What needs to be done
Please copy the entries below word for word.

Collected data entries:
+---+

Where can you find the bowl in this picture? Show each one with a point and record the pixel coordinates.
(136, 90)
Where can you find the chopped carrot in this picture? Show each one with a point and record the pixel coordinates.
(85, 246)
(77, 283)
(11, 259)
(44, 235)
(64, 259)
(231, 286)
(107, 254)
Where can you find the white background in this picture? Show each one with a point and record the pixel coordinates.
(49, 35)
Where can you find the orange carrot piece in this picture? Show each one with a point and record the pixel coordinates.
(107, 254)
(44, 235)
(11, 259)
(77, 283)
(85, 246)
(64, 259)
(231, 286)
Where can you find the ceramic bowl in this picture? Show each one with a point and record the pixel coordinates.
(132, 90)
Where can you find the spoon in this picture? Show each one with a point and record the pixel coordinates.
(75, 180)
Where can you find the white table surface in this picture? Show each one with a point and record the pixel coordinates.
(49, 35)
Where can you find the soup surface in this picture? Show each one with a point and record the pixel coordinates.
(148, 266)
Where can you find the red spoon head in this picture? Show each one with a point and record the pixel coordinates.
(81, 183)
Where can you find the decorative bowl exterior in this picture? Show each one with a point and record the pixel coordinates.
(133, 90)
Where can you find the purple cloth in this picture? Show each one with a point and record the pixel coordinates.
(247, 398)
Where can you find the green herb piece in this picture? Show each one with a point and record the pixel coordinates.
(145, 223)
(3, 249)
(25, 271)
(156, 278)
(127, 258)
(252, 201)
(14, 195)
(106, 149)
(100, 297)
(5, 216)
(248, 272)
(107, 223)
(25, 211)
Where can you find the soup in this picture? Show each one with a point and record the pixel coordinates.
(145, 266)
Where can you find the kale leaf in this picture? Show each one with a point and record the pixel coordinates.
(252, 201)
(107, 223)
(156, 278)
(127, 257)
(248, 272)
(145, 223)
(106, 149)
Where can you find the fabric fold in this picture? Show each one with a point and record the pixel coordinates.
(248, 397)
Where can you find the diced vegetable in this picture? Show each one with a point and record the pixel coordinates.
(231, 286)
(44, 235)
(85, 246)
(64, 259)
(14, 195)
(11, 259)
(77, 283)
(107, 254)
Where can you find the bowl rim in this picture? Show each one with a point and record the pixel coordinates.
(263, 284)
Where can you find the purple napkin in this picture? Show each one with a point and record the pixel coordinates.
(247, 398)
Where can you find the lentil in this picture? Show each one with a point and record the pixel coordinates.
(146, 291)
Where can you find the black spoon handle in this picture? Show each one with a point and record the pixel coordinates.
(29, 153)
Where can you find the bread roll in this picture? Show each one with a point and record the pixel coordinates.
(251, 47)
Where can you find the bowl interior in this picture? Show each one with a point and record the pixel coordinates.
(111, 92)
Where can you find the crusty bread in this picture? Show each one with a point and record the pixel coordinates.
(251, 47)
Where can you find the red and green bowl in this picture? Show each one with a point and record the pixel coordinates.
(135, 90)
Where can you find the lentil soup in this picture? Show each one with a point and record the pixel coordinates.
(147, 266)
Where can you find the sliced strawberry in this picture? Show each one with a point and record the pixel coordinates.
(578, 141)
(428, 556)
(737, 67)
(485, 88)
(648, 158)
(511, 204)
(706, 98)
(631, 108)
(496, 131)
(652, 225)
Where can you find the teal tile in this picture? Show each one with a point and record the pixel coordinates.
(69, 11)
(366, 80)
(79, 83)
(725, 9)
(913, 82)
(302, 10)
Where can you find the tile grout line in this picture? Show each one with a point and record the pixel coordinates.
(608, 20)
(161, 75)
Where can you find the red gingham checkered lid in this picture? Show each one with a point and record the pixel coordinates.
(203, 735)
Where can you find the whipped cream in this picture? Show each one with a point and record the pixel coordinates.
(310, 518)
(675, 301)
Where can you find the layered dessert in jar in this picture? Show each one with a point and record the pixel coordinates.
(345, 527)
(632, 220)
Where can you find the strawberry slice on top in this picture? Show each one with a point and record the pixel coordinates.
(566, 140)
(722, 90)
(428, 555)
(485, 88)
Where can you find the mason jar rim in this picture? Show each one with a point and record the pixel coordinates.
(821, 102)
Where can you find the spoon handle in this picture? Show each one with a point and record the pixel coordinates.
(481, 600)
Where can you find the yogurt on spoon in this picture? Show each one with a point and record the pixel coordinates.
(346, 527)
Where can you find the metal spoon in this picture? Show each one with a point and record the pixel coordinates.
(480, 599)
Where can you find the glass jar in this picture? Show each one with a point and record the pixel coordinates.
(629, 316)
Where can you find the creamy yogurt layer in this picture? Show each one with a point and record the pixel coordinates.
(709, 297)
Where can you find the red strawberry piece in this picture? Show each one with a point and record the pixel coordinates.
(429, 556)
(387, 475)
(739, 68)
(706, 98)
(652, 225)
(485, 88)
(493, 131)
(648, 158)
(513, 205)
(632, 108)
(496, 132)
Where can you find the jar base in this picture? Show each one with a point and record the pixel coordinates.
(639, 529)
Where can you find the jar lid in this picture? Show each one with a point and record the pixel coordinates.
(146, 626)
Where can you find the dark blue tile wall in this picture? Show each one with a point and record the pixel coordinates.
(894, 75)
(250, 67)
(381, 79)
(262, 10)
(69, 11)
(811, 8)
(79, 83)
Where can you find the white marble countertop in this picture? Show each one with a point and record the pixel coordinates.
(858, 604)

+---+

Solved problem
Where can you find the bowl in this picture? Show each one with a point and record the pixel coordinates.
(136, 90)
Where can you find the chopped carrot in this picture? Show each one with a point and record the pixel coordinates.
(85, 246)
(77, 283)
(11, 259)
(44, 235)
(64, 259)
(231, 286)
(107, 254)
Where can you find the white background in this picture? Show each one with a point and record the pixel coordinates.
(49, 35)
Where can you find the orange carrot piece in this picture? Show each one with a point and record the pixel coordinates.
(107, 254)
(44, 235)
(11, 259)
(77, 283)
(85, 246)
(64, 259)
(231, 286)
Where can you find the ceramic bowl in this picture? Show each one with a point and record the pixel coordinates.
(132, 90)
Where can you find the spoon in this picture? Show each one with a point and record the pixel coordinates.
(75, 180)
Where can you find the white table surface in this picture? Show each one with a point and record the pixel coordinates.
(49, 35)
Where can you find the soup surface in this picture? Show each one with a point and record the pixel coordinates.
(148, 266)
Where can you find the red spoon head in this picture? Show each one with a point and record the pixel coordinates.
(81, 183)
Where can you find the decorative bowl exterior in this picture? Show each one with a point and record the pixel coordinates.
(133, 90)
Where can you find the purple cloth in this picture? Show each one with a point and record the pixel coordinates.
(247, 398)
Where can you find the green herb piece in this picture? Show each one with a point and record the pixel coordinates.
(145, 223)
(3, 249)
(25, 271)
(156, 278)
(127, 258)
(252, 201)
(14, 195)
(106, 149)
(100, 297)
(5, 216)
(248, 272)
(107, 223)
(25, 211)
Where can you find the soup in this picture? Show each one with a point and record the pixel coordinates.
(145, 266)
Where can you find the kale leaf in this picture? Show each one with a point and record the pixel coordinates.
(252, 201)
(107, 223)
(156, 278)
(127, 257)
(248, 272)
(145, 223)
(106, 149)
Where can you find the fabric fold in this picture? Show each one with a point and record the pixel coordinates.
(248, 397)
Where can you find the diced vegetable in this picture? Show each one with a point and record the pixel coordinates.
(231, 286)
(44, 235)
(85, 246)
(64, 259)
(14, 195)
(11, 259)
(77, 283)
(107, 254)
Where can you find the bowl rim in this picture? Show each one with a point and record the pixel coordinates.
(263, 284)
Where can you find the purple napkin in this picture? Show each one with a point and record the pixel coordinates.
(247, 398)
Where can you find the lentil in this picture? Show each one with a point and record the pixel coordinates.
(146, 291)
Where can you find the black spoon handle in this picture? Show each one with a point and record the pixel coordinates.
(29, 153)
Where can you find the bread roll in this picture? Show each one with a point and record the pixel coordinates.
(251, 47)
Where can you find the bowl interior in this picture? Show each one with a point and record the pixel coordinates.
(111, 92)
Where can you find the crusty bread in this picture? Show each one with a point and record the pixel coordinates.
(251, 47)
Where can you find the red and green bowl in this picture? Show each one with a point and record the pixel coordinates.
(135, 90)
Where can you find the lentil soup in this picture? Show each one with a point and record the pixel coordinates.
(147, 266)
Where can you find the sliced strawberry in this picture? Show each one with a point and record the pixel coordinates.
(578, 141)
(428, 556)
(737, 67)
(485, 88)
(648, 158)
(511, 204)
(706, 98)
(631, 108)
(496, 131)
(652, 225)
Where can you find the teal tile in this picture? Show each one with a point and record the pixel coordinates.
(69, 11)
(366, 80)
(79, 83)
(725, 9)
(913, 82)
(302, 10)
Where can you find the tile grout line in this picture? Show each one with a point and record the pixel coordinates.
(608, 20)
(161, 75)
Where can you find the red gingham checkered lid in this picture? Show each one with a point and record the pixel coordinates.
(203, 735)
Where can you find the whipped cream in this picture? Show each one with a point and record the pixel coordinates.
(310, 518)
(675, 301)
Where can you find the layered dessert in jar in this picture? Show each one with a point and record the pixel coordinates.
(345, 527)
(632, 220)
Where can you find the strawberry slice on top in this picture? Show each one with a point and record the pixel coordinates.
(566, 140)
(722, 90)
(428, 555)
(485, 88)
Where can you find the mason jar rim in this picture? Show each one with a point and record the pixel coordinates.
(821, 102)
Where can you find the spoon handle in this picture? Show each one with a point and record the pixel coordinates.
(481, 600)
Where can you find the yogurt on spoon in this picture? Show each one with a point and record the pixel coordinates.
(346, 527)
Where can you find the metal spoon in this picture? Show each one with a point and record the pixel coordinates.
(480, 599)
Where can you find the glass jar in this picture? Show each one with a point and record the pixel coordinates.
(629, 316)
Where can you find the creamy yogurt layer in this picture? Show each one with a point and record the pixel coordinates.
(709, 297)
Where can you find the red strawberry piece in this picture? Show each one with a point and record the pixel coordinates.
(429, 556)
(387, 475)
(739, 68)
(706, 98)
(652, 225)
(485, 88)
(493, 131)
(648, 158)
(513, 205)
(632, 108)
(496, 132)
Where can you find the jar base in this picture? Show each one with a point and record the pixel coordinates.
(639, 529)
Where can you find the jar lid in this picture? Show each one with a point and record the pixel coordinates.
(146, 626)
Where can you find the dark blue tile wall in this picture? Show each one with a point and record the pixel coordinates.
(894, 75)
(250, 67)
(381, 79)
(262, 10)
(69, 11)
(811, 8)
(79, 83)
Where can you find the white marble countertop in this picture? Show each one with a point and record the pixel coordinates.
(858, 604)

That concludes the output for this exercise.